What needs to be done: In the records below, find the line with "of the vertical" and the line with "of the cloud"; return exactly those lines and every line between them.

(Point-per-instance localization data)
++++++

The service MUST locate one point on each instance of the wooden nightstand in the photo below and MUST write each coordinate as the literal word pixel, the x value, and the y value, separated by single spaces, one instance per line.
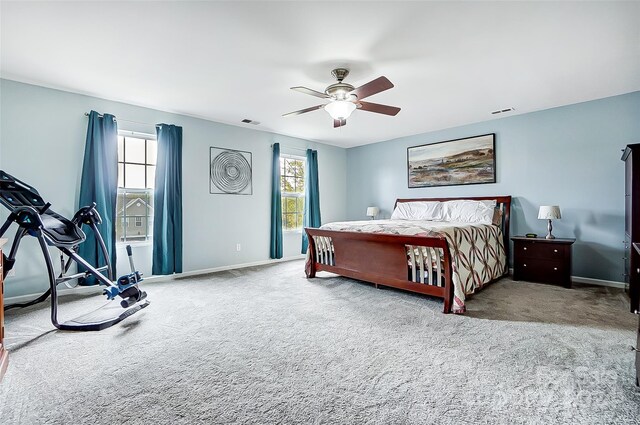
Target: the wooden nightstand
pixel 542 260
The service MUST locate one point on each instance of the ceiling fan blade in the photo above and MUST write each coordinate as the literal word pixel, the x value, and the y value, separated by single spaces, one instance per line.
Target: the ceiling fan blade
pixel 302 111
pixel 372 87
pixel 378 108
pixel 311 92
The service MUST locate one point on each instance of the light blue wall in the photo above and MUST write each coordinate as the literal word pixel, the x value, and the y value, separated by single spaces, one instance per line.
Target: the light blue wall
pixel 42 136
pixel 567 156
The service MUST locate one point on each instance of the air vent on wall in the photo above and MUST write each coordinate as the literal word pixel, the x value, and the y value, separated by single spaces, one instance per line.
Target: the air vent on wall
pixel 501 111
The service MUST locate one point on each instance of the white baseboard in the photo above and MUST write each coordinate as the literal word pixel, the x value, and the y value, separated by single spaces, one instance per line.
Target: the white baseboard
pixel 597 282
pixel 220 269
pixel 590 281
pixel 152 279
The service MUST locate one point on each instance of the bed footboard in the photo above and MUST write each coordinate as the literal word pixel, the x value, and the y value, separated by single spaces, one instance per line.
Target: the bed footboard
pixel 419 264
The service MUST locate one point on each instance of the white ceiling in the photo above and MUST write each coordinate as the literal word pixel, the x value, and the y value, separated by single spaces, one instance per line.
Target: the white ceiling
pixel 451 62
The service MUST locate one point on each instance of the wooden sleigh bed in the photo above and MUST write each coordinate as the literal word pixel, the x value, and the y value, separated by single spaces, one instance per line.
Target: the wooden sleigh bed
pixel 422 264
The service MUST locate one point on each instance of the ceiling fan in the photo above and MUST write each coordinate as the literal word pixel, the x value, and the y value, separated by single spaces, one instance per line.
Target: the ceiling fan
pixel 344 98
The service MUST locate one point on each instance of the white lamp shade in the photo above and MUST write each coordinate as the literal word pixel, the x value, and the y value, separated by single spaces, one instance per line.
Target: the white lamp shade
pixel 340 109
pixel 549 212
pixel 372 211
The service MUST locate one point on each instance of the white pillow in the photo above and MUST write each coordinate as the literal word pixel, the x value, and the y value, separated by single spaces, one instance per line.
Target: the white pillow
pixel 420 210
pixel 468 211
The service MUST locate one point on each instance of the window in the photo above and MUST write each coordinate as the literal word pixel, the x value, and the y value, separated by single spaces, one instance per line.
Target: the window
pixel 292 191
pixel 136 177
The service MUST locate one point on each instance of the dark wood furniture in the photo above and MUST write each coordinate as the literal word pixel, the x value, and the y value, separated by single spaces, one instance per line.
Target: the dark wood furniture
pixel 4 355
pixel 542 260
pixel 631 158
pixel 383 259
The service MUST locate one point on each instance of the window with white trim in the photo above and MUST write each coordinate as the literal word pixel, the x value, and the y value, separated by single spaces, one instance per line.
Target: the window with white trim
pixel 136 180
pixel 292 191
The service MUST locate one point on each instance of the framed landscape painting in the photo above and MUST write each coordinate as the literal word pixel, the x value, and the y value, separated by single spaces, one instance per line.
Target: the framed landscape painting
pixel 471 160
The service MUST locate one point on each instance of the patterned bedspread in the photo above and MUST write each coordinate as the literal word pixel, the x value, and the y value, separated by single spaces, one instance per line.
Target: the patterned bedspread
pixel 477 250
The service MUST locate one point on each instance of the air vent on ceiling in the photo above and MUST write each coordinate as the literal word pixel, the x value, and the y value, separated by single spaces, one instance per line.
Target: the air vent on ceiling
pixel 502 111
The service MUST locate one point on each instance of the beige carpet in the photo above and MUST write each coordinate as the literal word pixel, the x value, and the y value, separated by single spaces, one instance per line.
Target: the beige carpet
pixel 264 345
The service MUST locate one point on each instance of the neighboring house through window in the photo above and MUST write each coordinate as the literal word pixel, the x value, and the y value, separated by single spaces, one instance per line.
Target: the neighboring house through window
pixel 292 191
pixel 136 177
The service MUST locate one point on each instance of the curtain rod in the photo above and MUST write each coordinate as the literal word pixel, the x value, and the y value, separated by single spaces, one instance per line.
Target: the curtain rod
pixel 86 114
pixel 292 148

++++++

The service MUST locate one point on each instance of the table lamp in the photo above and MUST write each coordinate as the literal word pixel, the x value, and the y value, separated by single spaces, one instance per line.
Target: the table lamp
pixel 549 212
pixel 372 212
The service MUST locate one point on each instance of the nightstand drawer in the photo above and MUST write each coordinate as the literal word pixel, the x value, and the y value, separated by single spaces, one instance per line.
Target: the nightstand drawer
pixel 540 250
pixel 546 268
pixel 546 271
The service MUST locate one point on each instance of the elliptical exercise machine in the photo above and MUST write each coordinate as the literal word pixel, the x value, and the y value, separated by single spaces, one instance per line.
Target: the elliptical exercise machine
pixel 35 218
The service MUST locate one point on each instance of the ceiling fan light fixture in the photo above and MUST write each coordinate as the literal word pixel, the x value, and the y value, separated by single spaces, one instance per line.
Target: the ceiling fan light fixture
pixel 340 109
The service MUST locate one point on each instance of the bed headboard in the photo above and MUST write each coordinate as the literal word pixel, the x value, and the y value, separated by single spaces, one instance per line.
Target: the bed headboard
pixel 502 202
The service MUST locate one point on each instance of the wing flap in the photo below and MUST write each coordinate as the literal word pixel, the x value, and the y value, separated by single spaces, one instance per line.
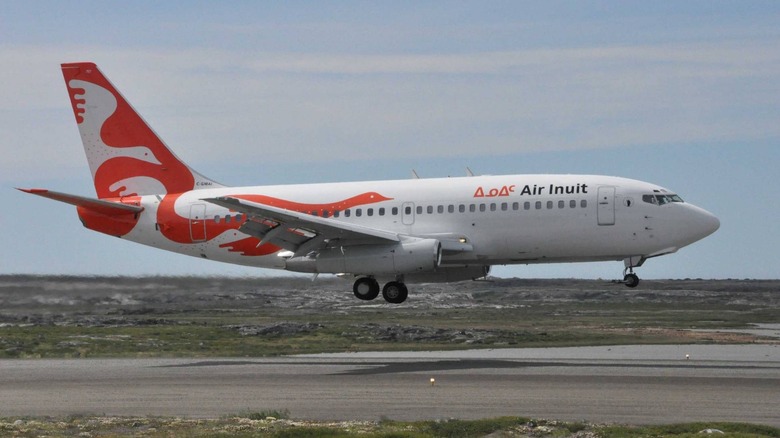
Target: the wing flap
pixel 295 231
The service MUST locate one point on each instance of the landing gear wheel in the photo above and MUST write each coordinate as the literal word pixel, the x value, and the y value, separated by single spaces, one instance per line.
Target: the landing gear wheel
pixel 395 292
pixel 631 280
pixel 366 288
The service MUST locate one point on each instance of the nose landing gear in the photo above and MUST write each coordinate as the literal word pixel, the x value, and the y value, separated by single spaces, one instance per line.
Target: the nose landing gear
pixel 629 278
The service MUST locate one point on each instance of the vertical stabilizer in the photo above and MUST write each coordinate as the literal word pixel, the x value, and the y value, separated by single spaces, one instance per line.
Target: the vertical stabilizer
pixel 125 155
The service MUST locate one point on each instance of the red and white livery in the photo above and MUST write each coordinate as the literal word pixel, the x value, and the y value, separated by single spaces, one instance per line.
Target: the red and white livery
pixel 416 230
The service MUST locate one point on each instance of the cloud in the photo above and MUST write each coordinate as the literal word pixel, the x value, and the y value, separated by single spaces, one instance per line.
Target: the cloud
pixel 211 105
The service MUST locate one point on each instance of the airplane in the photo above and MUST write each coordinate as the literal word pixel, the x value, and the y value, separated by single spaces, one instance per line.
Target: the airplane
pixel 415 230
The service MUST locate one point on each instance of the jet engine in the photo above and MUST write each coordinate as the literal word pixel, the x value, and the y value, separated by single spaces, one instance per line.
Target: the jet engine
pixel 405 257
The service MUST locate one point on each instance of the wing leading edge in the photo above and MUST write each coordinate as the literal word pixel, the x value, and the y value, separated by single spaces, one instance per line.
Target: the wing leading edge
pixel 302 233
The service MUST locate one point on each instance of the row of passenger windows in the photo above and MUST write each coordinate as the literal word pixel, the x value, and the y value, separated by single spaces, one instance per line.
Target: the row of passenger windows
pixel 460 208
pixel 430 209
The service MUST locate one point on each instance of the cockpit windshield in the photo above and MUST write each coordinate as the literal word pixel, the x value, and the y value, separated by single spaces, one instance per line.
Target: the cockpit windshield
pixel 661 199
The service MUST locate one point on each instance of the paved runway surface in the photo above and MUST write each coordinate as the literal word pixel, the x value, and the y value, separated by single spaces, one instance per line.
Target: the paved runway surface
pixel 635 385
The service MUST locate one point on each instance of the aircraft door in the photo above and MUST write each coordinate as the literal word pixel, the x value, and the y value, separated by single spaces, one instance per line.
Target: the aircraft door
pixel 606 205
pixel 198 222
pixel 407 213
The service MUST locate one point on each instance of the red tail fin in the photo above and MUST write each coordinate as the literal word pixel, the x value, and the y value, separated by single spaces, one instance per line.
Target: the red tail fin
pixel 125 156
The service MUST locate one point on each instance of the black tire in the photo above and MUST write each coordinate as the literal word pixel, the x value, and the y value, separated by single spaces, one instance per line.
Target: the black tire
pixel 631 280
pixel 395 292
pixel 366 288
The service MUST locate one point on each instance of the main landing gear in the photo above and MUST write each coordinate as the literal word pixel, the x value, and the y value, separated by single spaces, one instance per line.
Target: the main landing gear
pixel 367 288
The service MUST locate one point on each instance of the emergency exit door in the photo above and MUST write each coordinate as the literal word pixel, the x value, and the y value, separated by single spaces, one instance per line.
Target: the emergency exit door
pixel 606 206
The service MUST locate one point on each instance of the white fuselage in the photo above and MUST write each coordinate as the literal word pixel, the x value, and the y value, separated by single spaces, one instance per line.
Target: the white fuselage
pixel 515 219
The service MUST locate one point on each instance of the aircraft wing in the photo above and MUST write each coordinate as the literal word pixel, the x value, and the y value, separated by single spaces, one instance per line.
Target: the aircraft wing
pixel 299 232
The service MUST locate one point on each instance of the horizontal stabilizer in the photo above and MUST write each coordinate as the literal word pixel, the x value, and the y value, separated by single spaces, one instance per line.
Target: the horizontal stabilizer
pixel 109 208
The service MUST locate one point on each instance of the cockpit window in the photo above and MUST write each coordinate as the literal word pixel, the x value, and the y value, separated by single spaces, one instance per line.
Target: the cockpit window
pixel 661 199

++++++

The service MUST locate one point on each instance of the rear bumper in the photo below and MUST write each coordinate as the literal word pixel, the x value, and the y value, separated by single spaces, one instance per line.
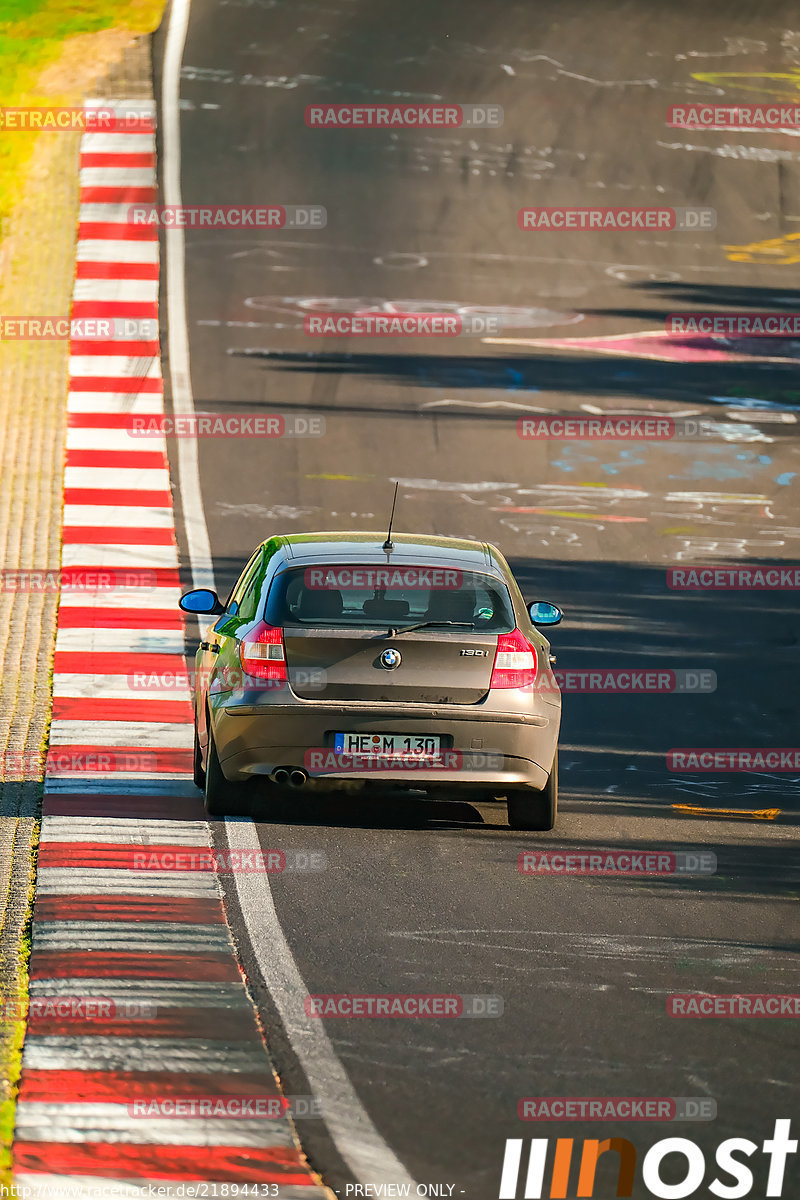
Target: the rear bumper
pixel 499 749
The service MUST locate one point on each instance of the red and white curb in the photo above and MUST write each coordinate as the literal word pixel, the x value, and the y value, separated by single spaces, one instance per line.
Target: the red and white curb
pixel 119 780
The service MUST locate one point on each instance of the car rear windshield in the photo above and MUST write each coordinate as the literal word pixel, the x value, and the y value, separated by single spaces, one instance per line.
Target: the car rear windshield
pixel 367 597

++++++

Solution for this problem:
The service MUST locate one point on each instance of the vertical stabilizer in the photo above and MUST write each coordinate as the literal word pixel, the x value, and the y value, separated by single spaces, one instance per line.
Target: the vertical stabilizer
pixel 125 155
The service MUST locate one point on each instance of the red and white livery in the photo above and MUST write each coordinate as the literal word pixel, the x value, and the y value, separated by single spaces, one instance per line.
Target: the red and white livery
pixel 416 230
The service MUST locate one point on each instance of the cloud in the photo above and MUST write each coordinate as the literal word pixel, the x value, and the y value, separated by single spaces, one instance per line.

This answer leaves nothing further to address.